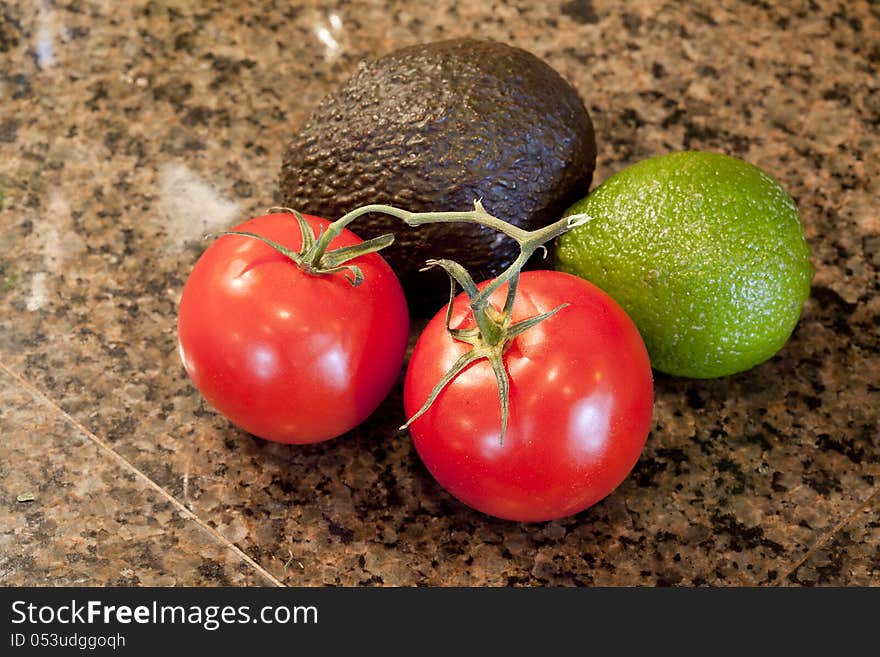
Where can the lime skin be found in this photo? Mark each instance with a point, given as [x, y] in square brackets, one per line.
[705, 252]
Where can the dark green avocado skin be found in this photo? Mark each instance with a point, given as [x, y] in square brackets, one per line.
[434, 127]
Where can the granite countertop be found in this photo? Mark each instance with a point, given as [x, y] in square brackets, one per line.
[129, 130]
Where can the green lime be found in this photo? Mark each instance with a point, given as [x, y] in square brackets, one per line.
[705, 252]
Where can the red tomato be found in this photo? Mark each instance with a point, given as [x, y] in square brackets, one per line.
[285, 355]
[581, 398]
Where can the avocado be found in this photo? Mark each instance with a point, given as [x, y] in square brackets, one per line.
[432, 128]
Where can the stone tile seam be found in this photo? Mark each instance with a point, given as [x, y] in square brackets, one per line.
[126, 464]
[829, 536]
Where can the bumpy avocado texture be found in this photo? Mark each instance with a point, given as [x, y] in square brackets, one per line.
[434, 127]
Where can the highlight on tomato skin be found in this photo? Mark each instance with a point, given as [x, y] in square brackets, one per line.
[581, 401]
[286, 355]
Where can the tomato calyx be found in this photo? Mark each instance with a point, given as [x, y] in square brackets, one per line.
[313, 258]
[494, 331]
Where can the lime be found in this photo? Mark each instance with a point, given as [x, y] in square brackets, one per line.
[705, 252]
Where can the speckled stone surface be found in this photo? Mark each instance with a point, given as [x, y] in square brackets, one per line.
[72, 514]
[129, 130]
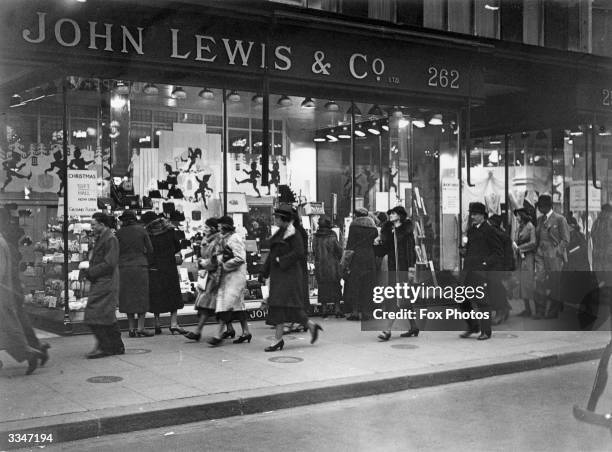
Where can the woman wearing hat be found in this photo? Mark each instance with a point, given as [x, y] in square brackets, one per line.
[360, 273]
[397, 243]
[134, 248]
[284, 268]
[327, 252]
[525, 246]
[230, 295]
[206, 300]
[164, 286]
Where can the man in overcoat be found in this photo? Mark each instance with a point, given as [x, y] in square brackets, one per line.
[483, 255]
[103, 272]
[552, 238]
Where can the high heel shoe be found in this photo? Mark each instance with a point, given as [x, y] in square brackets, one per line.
[214, 341]
[193, 336]
[229, 334]
[412, 332]
[385, 336]
[278, 346]
[44, 347]
[243, 338]
[314, 334]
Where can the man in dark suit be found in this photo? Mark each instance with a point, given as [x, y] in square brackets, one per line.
[552, 238]
[483, 254]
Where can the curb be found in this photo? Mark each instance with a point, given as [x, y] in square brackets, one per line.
[73, 427]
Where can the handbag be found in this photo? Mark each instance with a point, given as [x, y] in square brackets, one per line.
[345, 262]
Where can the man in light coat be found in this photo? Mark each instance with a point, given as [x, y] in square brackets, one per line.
[552, 238]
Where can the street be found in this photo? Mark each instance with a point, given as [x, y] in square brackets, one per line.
[529, 411]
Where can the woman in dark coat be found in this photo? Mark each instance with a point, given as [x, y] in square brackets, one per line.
[103, 272]
[134, 247]
[397, 234]
[164, 287]
[284, 268]
[361, 279]
[327, 254]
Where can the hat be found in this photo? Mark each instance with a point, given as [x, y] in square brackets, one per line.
[148, 217]
[284, 212]
[226, 219]
[361, 212]
[128, 215]
[400, 211]
[478, 207]
[545, 201]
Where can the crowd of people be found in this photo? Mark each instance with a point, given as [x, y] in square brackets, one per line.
[133, 267]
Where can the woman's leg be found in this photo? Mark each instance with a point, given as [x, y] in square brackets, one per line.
[131, 321]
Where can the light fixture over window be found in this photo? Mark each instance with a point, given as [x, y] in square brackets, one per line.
[284, 101]
[331, 106]
[150, 89]
[436, 120]
[178, 93]
[234, 96]
[308, 103]
[206, 94]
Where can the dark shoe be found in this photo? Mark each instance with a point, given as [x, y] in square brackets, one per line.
[484, 336]
[244, 338]
[315, 333]
[385, 336]
[214, 341]
[229, 334]
[193, 336]
[412, 332]
[468, 333]
[177, 330]
[278, 346]
[99, 354]
[44, 347]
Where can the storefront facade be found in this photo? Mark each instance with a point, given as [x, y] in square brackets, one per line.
[201, 110]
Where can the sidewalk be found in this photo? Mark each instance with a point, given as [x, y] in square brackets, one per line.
[167, 380]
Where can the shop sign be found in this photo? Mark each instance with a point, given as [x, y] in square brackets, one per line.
[82, 193]
[450, 196]
[172, 37]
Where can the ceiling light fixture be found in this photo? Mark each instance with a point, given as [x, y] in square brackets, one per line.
[375, 111]
[332, 106]
[150, 89]
[345, 133]
[436, 120]
[308, 103]
[206, 94]
[178, 93]
[284, 101]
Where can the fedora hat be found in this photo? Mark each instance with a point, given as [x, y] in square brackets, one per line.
[478, 207]
[284, 212]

> **Problem to solve**: Give back all entries exactly. No pictures belong in the copy.

> **Worked answer**:
Where can the lime skin be found in this photo? Mark each instance with a point, given as [x, y] in square brackets, one per line.
[705, 252]
Where can the dark green avocado skin be found in this photo? Mark each instance with a point, given as [x, y] in square brackets, one per line.
[434, 127]
Where can the granite countertop be found in this photo? Mark each instance with a point, given as [x, y] in square brackets, one per line.
[129, 130]
Where can the green lime be found in this photo? Mark each instance with a point, given as [x, y] in square brackets, one per line.
[705, 252]
Where can the red tomato be found in this photo? Mark each instance with a point, given as [x, y] in square brackets, one per line.
[285, 355]
[581, 398]
Where can the avocado be found in this photo? Mark each instance with a point, given as [x, y] in square brackets, one per line.
[432, 128]
Where can the stone tile seam be found in this photo? Mark each instance with a point, given as [x, y] in square brackets, one per line.
[126, 464]
[829, 536]
Where can the bumpy avocado texture be found in this photo? Mark each instance with a point, given as [x, y] in square brackets, one per line.
[434, 127]
Where can the highlight on tomato skin be found in this photo? Mark each instance with a point, given as [x, y] in square brackets, one per line.
[581, 401]
[286, 355]
Where can the tomato calyx be found in this photo? Mark each instance with a point, given as [x, y] in square brackets, one per line.
[313, 258]
[494, 331]
Where can the lime be found in this photo? Mark each instance with a point, given as [x, y] in square brackets, one per line.
[705, 252]
Where can the speckled stone surface be found in this photo? Mark each instance with a point, given as [x, y] in square brackets, one per line.
[72, 514]
[129, 130]
Where can the woman wearing hat be found in this photo? Mark each instance with a point, given as [x, y] in square brackets, one per line.
[360, 273]
[397, 243]
[134, 248]
[284, 268]
[327, 252]
[525, 246]
[230, 295]
[206, 300]
[164, 286]
Where can the man in overcoat be found in this photo? Mark each instance with a point, given as [x, y] in square brackets, one per line.
[483, 255]
[103, 272]
[552, 238]
Where can the high heel shoe be found in this photo? Mark each instance with a point, given as [x, y] in square brackets, one per line.
[214, 341]
[193, 336]
[229, 334]
[412, 332]
[385, 336]
[278, 346]
[44, 347]
[243, 338]
[314, 334]
Where can the man in dark suit be found in this photo? Mark each instance with a point, given as [x, y] in square brackets, one per line.
[552, 238]
[483, 254]
Where can the curb be found in this photo? Mark each instance with a point, given as [x, y] in square brackets, one per line.
[73, 427]
Where can the handbag be found in this photo? Mark each instance with a point, given as [x, y] in square brackets, one per line.
[345, 262]
Where can the man in light coat be found in this photo? Mark each instance with a point, given as [x, y] in square brackets, one per line.
[552, 238]
Where can the street be found in this photo? Mark each instance with a point, given as [x, y] in square brackets, one per line.
[529, 411]
Where can the woman in dark coat be found in this photo? Mark each instance with a point, given as [x, y] in square brackets, one per line.
[103, 272]
[134, 247]
[397, 234]
[164, 287]
[284, 268]
[361, 279]
[327, 254]
Where can the hat be found in this photo? Mark each instance with a point, given as [x, y] in square brackets, one per line.
[148, 217]
[284, 212]
[226, 219]
[361, 212]
[128, 215]
[400, 211]
[478, 207]
[545, 201]
Where can the crowd of people be found in this photo? Mark each instance with a point, given as [x, y] in square brackets, one per line.
[133, 267]
Where can the woman's leg be found in this photo? Mark each instance with a point, given as [x, y] in square brackets, one per line.
[131, 321]
Where can the light fixture over window be found in this photo? Mark each instance with a point, given as [x, y] in square brackets, one per line.
[284, 101]
[331, 106]
[150, 89]
[436, 120]
[178, 93]
[234, 96]
[308, 103]
[206, 94]
Where can the dark shoe be found in this photo? Mark each instance with a point, given as [x, y] in square brackets, one per line.
[484, 336]
[244, 338]
[315, 333]
[385, 336]
[214, 341]
[229, 334]
[193, 336]
[412, 332]
[468, 333]
[177, 330]
[278, 346]
[99, 354]
[44, 347]
Where can the storefront facade be found in this photo? Mark each instance with a point, given as [x, y] in square brackets, one per line.
[201, 110]
Where can the sidewalk be found in this photo? Mark each instance with a point, given as [x, y] in square brackets, one per line.
[167, 380]
Where can the shop sign be found in this photo? Mark each instance with a point, given as [x, y] in square brackets, one per line.
[82, 193]
[450, 196]
[172, 37]
Where can the ceiling light fixture be found in this photo? Mark each instance with a point, given as [x, y] in square brackets, one per line.
[375, 111]
[332, 106]
[150, 89]
[345, 133]
[436, 120]
[308, 103]
[206, 94]
[178, 93]
[284, 101]
Where can the fedora hat be found in this photo? Mark each instance with a point, given as [x, y] in square brackets, one per line.
[478, 207]
[284, 212]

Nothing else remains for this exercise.